• _PROVIDED MATERIAL_
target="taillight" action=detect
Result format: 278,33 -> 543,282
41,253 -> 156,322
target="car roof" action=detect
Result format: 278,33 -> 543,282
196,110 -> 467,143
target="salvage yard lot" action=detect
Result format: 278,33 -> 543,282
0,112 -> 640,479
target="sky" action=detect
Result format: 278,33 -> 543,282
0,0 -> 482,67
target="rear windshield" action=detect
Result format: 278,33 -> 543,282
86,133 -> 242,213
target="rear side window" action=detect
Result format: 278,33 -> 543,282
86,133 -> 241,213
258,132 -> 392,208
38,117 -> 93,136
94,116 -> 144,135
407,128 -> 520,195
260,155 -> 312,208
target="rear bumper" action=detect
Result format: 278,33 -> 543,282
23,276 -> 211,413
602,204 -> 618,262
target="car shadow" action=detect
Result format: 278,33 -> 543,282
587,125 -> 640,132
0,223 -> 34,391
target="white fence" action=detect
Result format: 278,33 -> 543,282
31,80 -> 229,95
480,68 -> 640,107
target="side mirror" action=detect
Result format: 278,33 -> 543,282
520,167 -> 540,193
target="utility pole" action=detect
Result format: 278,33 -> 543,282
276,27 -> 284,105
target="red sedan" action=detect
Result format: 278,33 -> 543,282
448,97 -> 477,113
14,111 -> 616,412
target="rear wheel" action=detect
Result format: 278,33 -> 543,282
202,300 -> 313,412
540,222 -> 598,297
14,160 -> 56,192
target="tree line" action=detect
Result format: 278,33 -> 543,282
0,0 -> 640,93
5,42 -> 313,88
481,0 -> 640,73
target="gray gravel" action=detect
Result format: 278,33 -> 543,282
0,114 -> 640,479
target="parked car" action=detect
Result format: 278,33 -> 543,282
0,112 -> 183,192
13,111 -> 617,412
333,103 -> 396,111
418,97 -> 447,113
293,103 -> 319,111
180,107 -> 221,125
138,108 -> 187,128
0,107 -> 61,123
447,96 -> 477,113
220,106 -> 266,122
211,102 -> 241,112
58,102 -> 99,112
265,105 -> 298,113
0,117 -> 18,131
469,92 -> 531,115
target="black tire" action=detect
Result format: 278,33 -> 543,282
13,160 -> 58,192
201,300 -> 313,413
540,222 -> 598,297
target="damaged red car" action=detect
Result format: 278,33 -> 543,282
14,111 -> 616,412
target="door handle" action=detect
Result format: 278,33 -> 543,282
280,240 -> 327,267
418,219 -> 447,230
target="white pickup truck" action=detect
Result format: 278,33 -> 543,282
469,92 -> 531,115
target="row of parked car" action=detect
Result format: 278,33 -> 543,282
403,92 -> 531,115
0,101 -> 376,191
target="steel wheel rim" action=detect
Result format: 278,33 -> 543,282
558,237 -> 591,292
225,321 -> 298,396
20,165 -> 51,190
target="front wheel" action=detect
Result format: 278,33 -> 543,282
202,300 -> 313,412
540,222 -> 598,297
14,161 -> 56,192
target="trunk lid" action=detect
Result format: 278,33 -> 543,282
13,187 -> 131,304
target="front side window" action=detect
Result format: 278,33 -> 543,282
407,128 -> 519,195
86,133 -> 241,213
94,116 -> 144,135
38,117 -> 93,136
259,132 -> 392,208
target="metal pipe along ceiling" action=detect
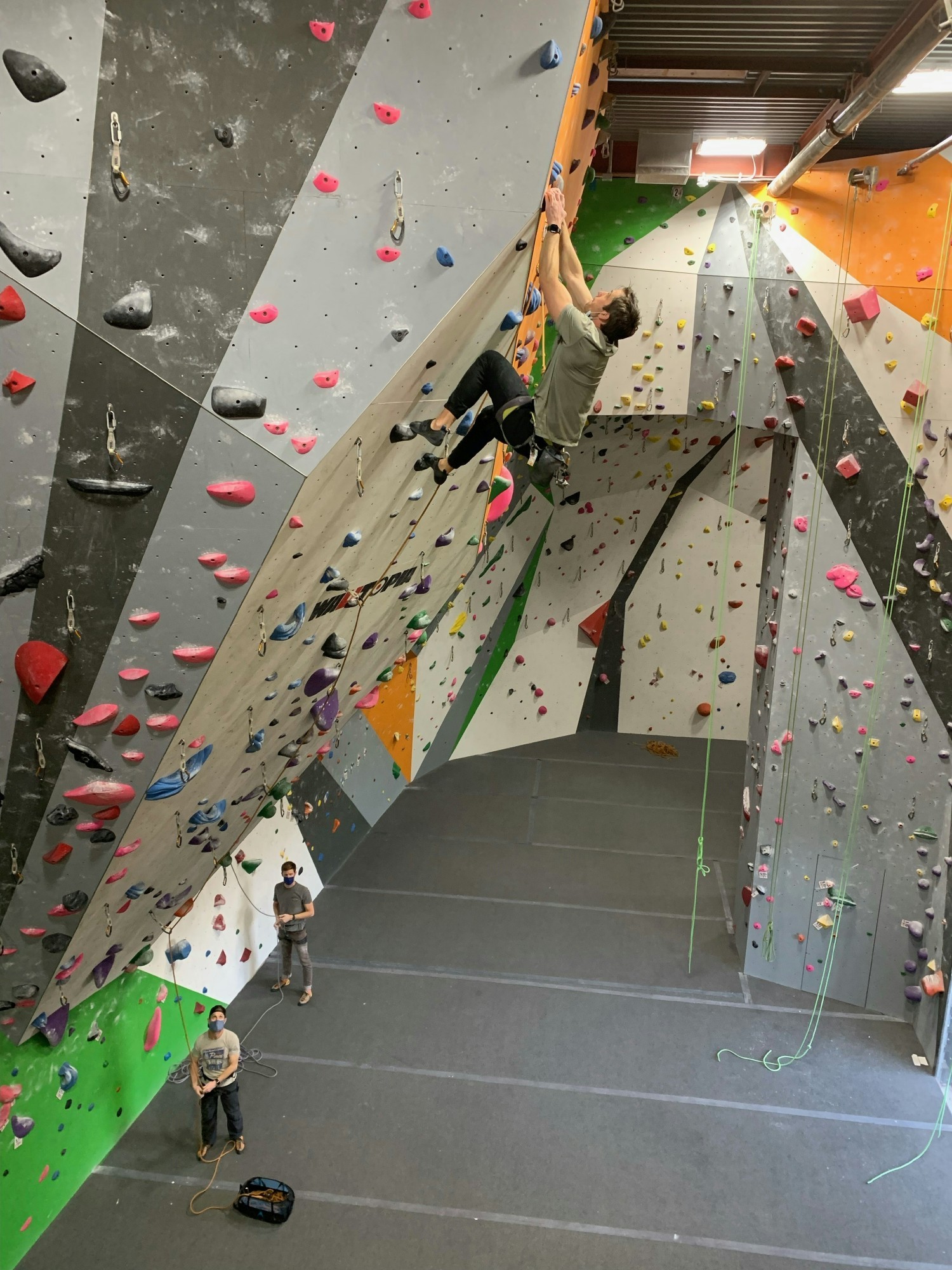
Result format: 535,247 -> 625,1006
767,0 -> 948,198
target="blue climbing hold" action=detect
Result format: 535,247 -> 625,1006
538,39 -> 562,71
269,603 -> 307,640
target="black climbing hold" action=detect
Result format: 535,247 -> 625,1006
4,48 -> 66,102
103,287 -> 152,330
0,221 -> 62,278
321,631 -> 347,660
46,803 -> 79,824
146,683 -> 182,701
66,737 -> 113,772
212,389 -> 268,419
41,935 -> 70,955
66,476 -> 152,498
0,551 -> 43,596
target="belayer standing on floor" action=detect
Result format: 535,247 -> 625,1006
272,860 -> 314,1006
390,185 -> 641,485
192,1006 -> 245,1160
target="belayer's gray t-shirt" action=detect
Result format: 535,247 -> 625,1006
536,305 -> 616,446
274,881 -> 311,935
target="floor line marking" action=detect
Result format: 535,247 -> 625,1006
261,1053 -> 952,1134
713,860 -> 734,935
324,883 -> 724,922
300,954 -> 909,1027
93,1165 -> 952,1270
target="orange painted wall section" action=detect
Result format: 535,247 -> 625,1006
755,150 -> 952,340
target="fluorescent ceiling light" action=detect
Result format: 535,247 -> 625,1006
697,137 -> 767,157
892,70 -> 952,93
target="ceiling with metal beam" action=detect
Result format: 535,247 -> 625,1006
608,0 -> 952,159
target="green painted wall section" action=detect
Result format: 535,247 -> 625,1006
0,970 -> 213,1270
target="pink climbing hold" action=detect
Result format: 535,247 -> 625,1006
142,1006 -> 162,1054
63,781 -> 136,806
129,608 -> 161,630
215,564 -> 251,587
206,480 -> 255,507
171,644 -> 215,665
146,715 -> 179,732
248,305 -> 278,326
72,702 -> 119,728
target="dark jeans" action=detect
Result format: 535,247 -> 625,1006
447,349 -> 533,469
202,1081 -> 245,1147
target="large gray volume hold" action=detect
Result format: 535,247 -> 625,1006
4,48 -> 66,102
103,287 -> 152,330
0,221 -> 62,278
212,389 -> 268,419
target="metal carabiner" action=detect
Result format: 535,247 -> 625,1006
390,168 -> 406,246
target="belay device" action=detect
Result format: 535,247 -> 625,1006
232,1177 -> 294,1226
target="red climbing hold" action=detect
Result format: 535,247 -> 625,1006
248,305 -> 278,326
579,601 -> 609,648
72,702 -> 119,728
0,287 -> 27,321
13,639 -> 69,705
206,480 -> 255,507
4,371 -> 37,395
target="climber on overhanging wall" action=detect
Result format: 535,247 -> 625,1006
391,185 -> 641,485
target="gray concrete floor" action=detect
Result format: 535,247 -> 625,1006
22,733 -> 952,1270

• _WHAT TO WORK ON_
Repeat every record above exactly, but leave out any pictures.

• _RESULT BELOW_
target="taillight" action=detect
Result format: 278,33 -> 543,282
41,253 -> 156,322
target="car roof" action=detect
Result format: 278,33 -> 543,282
196,110 -> 467,143
target="salvage yard lot" action=detect
Result format: 278,33 -> 543,282
0,112 -> 640,479
target="sky" action=detect
Result format: 278,33 -> 543,282
0,0 -> 482,67
target="rear windshield" action=detect
Result format: 278,33 -> 543,282
86,133 -> 242,213
target="rear side window" action=detect
Result format: 278,33 -> 543,282
86,133 -> 241,213
258,132 -> 392,208
38,117 -> 93,136
94,116 -> 144,135
407,128 -> 520,195
260,155 -> 312,208
target="rear bumper" action=detect
Result format: 278,33 -> 543,282
23,276 -> 211,413
602,204 -> 618,262
target="car shadow" action=detect
Result format: 278,33 -> 543,282
587,125 -> 640,132
0,223 -> 34,391
target="white fence" action=detect
Result format: 278,33 -> 543,282
31,80 -> 229,95
480,68 -> 640,107
target="side mirror" action=detect
Result format: 278,33 -> 543,282
520,167 -> 540,193
target="utility pole" action=detect
Result format: 278,33 -> 543,282
276,27 -> 284,105
target="red sedan" action=detect
Result format: 278,33 -> 543,282
448,97 -> 477,113
14,111 -> 616,412
target="rear wheel" action=detect
Result format: 278,33 -> 543,282
202,300 -> 313,412
540,222 -> 598,297
14,160 -> 56,192
target="tree line" action=detect
Result format: 278,33 -> 543,282
0,0 -> 640,93
5,42 -> 313,88
481,0 -> 640,73
target="gray gravel" action=detect
Result format: 278,33 -> 543,282
0,114 -> 640,479
target="parked car" action=detect
Result format: 278,33 -> 543,282
0,112 -> 183,192
13,111 -> 617,412
333,103 -> 396,111
418,97 -> 447,113
293,103 -> 319,111
180,107 -> 221,125
138,108 -> 187,128
0,107 -> 61,123
447,96 -> 477,113
220,106 -> 266,122
211,102 -> 241,112
58,102 -> 99,112
265,105 -> 298,113
0,117 -> 18,131
469,92 -> 531,115
target="black tire" action=detect
Result format: 278,33 -> 543,282
13,160 -> 58,192
201,300 -> 313,413
540,222 -> 598,297
target="damaged red car" action=detect
Result format: 278,33 -> 543,282
14,111 -> 616,412
target="door handle" action=detect
Result format: 278,33 -> 543,282
280,240 -> 327,267
418,219 -> 447,230
target="white pickup truck" action=detect
Result format: 278,33 -> 543,282
469,92 -> 531,115
target="row of parked car" action=detect
Result format: 278,33 -> 543,282
403,92 -> 531,115
0,101 -> 376,191
target="steel wheel rim" action=detect
Result format: 278,33 -> 543,282
558,237 -> 591,292
225,321 -> 298,396
20,165 -> 51,190
target="front wheel" action=detect
Result format: 278,33 -> 543,282
202,300 -> 313,412
540,222 -> 598,297
14,161 -> 56,192
target="trunk lid" action=detect
Result format: 278,33 -> 543,282
13,187 -> 131,304
target="front side window" action=detect
Result format: 278,33 -> 543,282
407,128 -> 519,195
86,133 -> 241,213
94,116 -> 144,135
38,117 -> 93,136
259,132 -> 392,208
target="metal pipe along ceiling" action=detect
Result format: 535,247 -> 625,1006
767,0 -> 948,198
target="blue climbing hold" action=detect
Result format: 535,247 -> 625,1006
538,39 -> 562,71
269,603 -> 307,640
target="black climbing hold" action=detect
Result format: 535,247 -> 625,1006
4,48 -> 66,102
103,287 -> 152,330
0,221 -> 62,278
321,631 -> 347,660
46,803 -> 79,824
146,683 -> 182,701
66,737 -> 113,772
212,389 -> 268,419
41,935 -> 70,955
66,476 -> 152,498
0,551 -> 43,596
target="belayer standing on floor" action=detect
Result format: 535,247 -> 625,1006
272,860 -> 314,1006
390,185 -> 641,485
192,1006 -> 245,1160
target="belayer's gray t-shirt" action=detect
Result format: 535,247 -> 625,1006
536,305 -> 616,446
274,881 -> 311,935
target="floor line marking" action=detect
Result format: 535,247 -> 625,1006
261,1053 -> 952,1134
713,860 -> 734,935
324,883 -> 724,922
300,954 -> 909,1027
93,1165 -> 952,1270
target="orange painted wall section" action=detect
Result format: 535,247 -> 625,1006
755,150 -> 952,340
target="fluorescent ceiling light" action=detect
Result format: 535,247 -> 625,1006
697,137 -> 767,157
892,70 -> 952,93
target="ceiling with metal beam" action=detect
Result format: 535,247 -> 625,1006
608,0 -> 952,159
target="green painted wall section" action=detect
Result format: 535,247 -> 625,1006
0,970 -> 213,1270
target="pink climbing hold" action=detect
Result format: 535,247 -> 625,1006
142,1006 -> 162,1054
63,781 -> 136,806
129,608 -> 161,630
215,564 -> 251,587
206,480 -> 255,507
171,644 -> 215,665
146,715 -> 179,732
248,305 -> 278,326
72,702 -> 119,728
target="dark jeans" action=detect
Result format: 535,247 -> 625,1006
447,349 -> 533,469
202,1081 -> 245,1147
target="large gray volume hold" action=detect
Result format: 535,247 -> 625,1006
4,48 -> 66,102
103,287 -> 152,330
0,221 -> 62,278
212,389 -> 268,419
target="metal carabiner" action=detect
Result format: 535,247 -> 625,1006
390,168 -> 406,246
target="belay device" action=detect
Result format: 535,247 -> 625,1006
232,1177 -> 294,1226
target="red climbing hold" action=detect
Result format: 535,247 -> 625,1006
248,305 -> 278,326
579,601 -> 609,648
72,702 -> 119,728
0,287 -> 27,321
13,639 -> 69,705
206,480 -> 255,507
4,371 -> 37,395
target="climber on overhanging wall" action=detect
Result format: 535,247 -> 625,1006
391,185 -> 641,485
target="gray concrete floor" action=detect
Result format: 535,247 -> 625,1006
22,733 -> 952,1270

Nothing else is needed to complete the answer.